■ **PROVIDED TEXT**
◆ ◆ ◆

Monday, April 28, 2014

Simple Woman's Daybook 4/28


Outside my window...

It's supposed to be sixty degrees today with rain expected. We still wake up to a 64-degree house. Spring means warmer days, but the nights and mornings are still cold. The grass has greened up beautifully, but the leaf buds are late on all the trees around here, and many people, like us, were disappointed that their tulips didn't bloom (too cold for too long, with one April snow). Or, it's time to put in new bulbs this year. The library's tulips look great.

The girls are riding their bikes around the driveway and the boys are playing basketball.

I am thinking...

This is nearly impossible to answer because I'm always thinking. My life is lived in a cloud of thought, and only the children's needs, my love for them, and my responsibilities toward them and toward God propel me forward, doing the next thing. If left to myself, I would read and write all day. The good news about this is that it's easy to remember to pray throughout the day, and the bad news is that I'm not always fully present, unless a lesson, cuddling, or read-aloud is happening.

The chores give me plenty of time to think, though a mother's thoughts are always interrupted. My need for quiet solitude keeps me up late at night at least 4 nights a week. In fact, Jane Eyre was finished at 3:30 AM one morning, because I couldn't read uninterrupted during the day. I can survive on 5 hours of sleep, but it isn't ideal. The kids get up between 7:15 and 8:15 every morning.

I am thankful...

~ for spring and the joy the outdoors gives my children.

~ for online friends and church friends.

~ that the fuel pump went out in the van in our driveway last night as we were getting ready to go to the spring church picnic, rather than in the AWANA church driveway twenty minutes earlier. That would have been a disaster. Only the boys and my husband went to the picnic, as husband's car is 25 years old and can't accomodate car seats or all six of us. The girls were crying and angry at first but they got over it.

Paul entered the dessert contest at the picnic with peanut butter eggs, which taste better than Reeses. You won't be able to stop eating them so don't try the recipe. Just my two cents. :) He didn't win but he did get complimented, so he was happy.

~ My father-in-law's air conditioning went out a couple weeks ago in Florida, and he had just gotten it fixed the day of our regularly scheduled phone call (4x week husband talks to his father for 90 minutes at a time. His father is still living alone and doing well, at 91 years old).

Our AC has been out since last fall. Husband mentioned it and asked if it was the motor or the compresser that went bad on his father's. Anyway, the next phone call his father said he sent money to help fix our air conditioning. We have thus far collected $300 in an envelope for AC repair, so we didn't really need money for it, but for whatever reason his father took this problem to heart. He sent money for the children's education funds, but he doesn't otherwise send money. This is a new thing.

About the same day he wrote the check, we had prayed earnestly at morning devotions and lunch prayer about the $76 we owe for our two sponsor children. We usually pay it at the first of the month, but that couldn't happen this month. The AC money from Grandpa was God responding to our prayer on the very day we prayed it. I had great faith and I wasn't worried (this learned from experience only), because if you seek first His kingdom, your daily bread and your tithes and offerings will be provided for. Not so all your wants, but that is part of God's chiseling of our hearts and minds--that we wouldn't crave so many things.

◆ ◆ ◆

■ **RECORD EXCERPTS**

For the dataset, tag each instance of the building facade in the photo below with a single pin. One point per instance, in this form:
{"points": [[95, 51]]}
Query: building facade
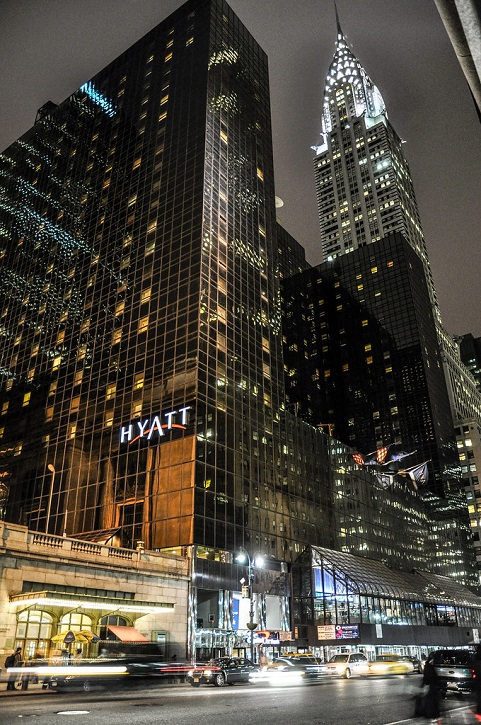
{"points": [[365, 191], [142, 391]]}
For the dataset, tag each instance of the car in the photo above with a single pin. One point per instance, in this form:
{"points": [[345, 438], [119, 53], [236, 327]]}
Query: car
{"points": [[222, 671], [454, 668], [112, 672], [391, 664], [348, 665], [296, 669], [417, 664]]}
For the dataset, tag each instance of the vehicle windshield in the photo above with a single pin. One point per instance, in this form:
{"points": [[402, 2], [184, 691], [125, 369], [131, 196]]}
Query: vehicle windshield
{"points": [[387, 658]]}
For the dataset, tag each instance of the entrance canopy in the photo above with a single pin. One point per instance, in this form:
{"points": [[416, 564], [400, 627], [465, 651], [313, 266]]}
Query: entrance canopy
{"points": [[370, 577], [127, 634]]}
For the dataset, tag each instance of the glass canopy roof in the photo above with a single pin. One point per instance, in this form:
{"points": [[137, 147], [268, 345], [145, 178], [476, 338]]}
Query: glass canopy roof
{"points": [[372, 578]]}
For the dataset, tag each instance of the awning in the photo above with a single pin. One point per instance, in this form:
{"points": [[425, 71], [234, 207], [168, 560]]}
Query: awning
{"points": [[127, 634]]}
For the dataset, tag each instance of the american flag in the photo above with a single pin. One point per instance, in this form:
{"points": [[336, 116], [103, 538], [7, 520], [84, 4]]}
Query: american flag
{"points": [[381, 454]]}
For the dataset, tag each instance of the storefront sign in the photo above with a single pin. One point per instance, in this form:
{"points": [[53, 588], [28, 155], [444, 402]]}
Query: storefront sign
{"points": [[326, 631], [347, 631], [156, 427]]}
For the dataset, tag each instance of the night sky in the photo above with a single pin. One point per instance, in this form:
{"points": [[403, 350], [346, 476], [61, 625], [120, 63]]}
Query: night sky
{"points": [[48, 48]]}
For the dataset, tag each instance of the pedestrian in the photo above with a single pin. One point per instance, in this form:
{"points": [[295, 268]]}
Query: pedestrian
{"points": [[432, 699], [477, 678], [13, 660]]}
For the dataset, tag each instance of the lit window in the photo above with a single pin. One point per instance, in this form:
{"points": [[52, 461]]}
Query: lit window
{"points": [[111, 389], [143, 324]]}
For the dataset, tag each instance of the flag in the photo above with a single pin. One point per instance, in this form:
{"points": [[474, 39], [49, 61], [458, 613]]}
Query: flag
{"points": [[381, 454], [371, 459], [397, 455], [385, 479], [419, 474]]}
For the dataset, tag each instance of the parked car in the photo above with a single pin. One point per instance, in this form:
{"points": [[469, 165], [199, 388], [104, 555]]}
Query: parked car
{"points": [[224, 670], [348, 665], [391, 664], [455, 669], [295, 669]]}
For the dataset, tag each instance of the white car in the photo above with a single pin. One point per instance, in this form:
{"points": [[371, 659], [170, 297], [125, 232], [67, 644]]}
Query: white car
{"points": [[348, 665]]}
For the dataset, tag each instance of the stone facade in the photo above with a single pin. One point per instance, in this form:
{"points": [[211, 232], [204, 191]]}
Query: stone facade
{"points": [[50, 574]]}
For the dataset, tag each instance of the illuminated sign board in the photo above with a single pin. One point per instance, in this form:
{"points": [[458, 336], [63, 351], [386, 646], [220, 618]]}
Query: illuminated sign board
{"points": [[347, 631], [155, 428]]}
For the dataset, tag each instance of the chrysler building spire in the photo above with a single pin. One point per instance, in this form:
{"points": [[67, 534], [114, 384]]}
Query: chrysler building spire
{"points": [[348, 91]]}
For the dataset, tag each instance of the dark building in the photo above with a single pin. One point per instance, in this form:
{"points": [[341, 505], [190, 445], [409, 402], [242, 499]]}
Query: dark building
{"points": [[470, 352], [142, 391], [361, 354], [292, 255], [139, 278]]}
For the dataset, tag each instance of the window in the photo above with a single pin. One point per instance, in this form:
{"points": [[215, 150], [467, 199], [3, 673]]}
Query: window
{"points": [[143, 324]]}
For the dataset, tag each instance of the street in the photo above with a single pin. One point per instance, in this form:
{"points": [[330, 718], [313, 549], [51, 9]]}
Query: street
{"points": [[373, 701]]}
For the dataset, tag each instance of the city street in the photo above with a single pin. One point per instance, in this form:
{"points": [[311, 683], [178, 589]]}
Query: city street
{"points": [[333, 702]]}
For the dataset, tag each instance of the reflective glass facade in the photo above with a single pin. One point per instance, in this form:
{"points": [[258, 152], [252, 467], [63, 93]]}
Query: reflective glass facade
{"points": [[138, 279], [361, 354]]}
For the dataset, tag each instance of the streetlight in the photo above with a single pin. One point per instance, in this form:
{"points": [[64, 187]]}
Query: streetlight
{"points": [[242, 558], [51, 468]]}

◆ ◆ ◆

■ **PROMPT 1**
From the daybook entry, copy the part that opens with the words containing "I am thankful..." and closes with "he was happy.", setting it down word for word.
■ **PROMPT 2**
According to the daybook entry, how old is the father-in-law who lives alone in Florida?

■ **FULL ANSWER 1**
I am thankful...

~ for spring and the joy the outdoors gives my children.

~ for online friends and church friends.

~ that the fuel pump went out in the van in our driveway last night as we were getting ready to go to the spring church picnic, rather than in the AWANA church driveway twenty minutes earlier. That would have been a disaster. Only the boys and my husband went to the picnic, as husband's car is 25 years old and can't accomodate car seats or all six of us. The girls were crying and angry at first but they got over it.

Paul entered the dessert contest at the picnic with peanut butter eggs, which taste better than Reeses. You won't be able to stop eating them so don't try the recipe. Just my two cents. :) He didn't win but he did get complimented, so he was happy.

■ **FULL ANSWER 2**
He is 91 years old.